• [Input for this task]
<<<<

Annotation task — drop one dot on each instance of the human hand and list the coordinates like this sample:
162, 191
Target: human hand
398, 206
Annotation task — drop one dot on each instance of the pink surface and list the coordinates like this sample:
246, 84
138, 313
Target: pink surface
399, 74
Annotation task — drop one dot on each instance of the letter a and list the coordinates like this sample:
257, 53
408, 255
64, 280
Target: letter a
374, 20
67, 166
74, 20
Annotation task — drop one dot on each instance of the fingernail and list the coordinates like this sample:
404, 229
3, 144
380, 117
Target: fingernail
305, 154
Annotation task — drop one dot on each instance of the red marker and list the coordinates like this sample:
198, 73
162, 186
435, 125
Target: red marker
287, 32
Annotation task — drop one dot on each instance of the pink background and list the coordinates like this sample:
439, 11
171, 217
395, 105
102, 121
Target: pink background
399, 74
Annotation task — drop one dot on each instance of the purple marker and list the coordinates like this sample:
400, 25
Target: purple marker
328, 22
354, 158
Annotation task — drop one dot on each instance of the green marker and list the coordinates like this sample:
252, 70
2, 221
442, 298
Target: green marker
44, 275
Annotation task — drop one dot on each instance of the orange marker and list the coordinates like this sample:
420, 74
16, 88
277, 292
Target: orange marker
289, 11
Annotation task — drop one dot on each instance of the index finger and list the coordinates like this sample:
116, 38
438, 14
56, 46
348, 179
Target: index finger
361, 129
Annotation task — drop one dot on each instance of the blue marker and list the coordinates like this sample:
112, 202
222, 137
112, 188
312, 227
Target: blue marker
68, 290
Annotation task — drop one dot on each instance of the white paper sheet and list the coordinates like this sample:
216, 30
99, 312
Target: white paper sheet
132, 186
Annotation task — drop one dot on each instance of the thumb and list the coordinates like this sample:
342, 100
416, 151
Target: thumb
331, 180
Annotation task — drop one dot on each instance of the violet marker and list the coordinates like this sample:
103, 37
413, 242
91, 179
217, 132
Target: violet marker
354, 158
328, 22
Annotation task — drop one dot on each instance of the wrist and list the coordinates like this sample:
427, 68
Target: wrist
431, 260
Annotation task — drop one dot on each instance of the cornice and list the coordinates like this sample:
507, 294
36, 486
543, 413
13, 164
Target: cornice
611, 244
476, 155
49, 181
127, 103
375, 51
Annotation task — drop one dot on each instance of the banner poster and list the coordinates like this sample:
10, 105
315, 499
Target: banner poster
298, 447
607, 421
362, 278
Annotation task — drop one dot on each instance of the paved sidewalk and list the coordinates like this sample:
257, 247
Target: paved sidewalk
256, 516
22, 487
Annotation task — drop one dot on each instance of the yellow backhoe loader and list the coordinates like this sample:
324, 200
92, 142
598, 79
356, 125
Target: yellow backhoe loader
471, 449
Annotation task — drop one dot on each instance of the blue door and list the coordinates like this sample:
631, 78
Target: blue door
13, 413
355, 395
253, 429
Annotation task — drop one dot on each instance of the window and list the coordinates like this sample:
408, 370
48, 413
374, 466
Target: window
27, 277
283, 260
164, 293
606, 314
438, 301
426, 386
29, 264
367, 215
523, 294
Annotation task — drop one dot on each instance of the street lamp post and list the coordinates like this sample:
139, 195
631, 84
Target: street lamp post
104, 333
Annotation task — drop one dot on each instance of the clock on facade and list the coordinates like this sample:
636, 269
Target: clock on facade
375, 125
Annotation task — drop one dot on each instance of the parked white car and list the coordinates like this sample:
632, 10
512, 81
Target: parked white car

>>>>

Write out the lines exactly, starting with the line that contains "of the window" and continuing through the final line of the material.

Annotation task — drop one dot on each instance of the window and list the coordinates like this sample:
408, 370
48, 413
374, 466
Target: window
27, 277
283, 260
164, 293
606, 314
438, 301
426, 386
29, 264
367, 215
523, 294
Annotation task — drop one dot on each instance of the street lamp post and list the coordinates like this sample:
139, 195
631, 84
Target: street lamp post
104, 333
Annotation task — drop one dot on each instance of the clock on facade and list the coordinates like this sample:
636, 269
Target: clock on facade
375, 125
Annotation task — drop one dot on each instance of the parked white car and list the coordinates like this sample:
632, 10
512, 81
Target: parked white car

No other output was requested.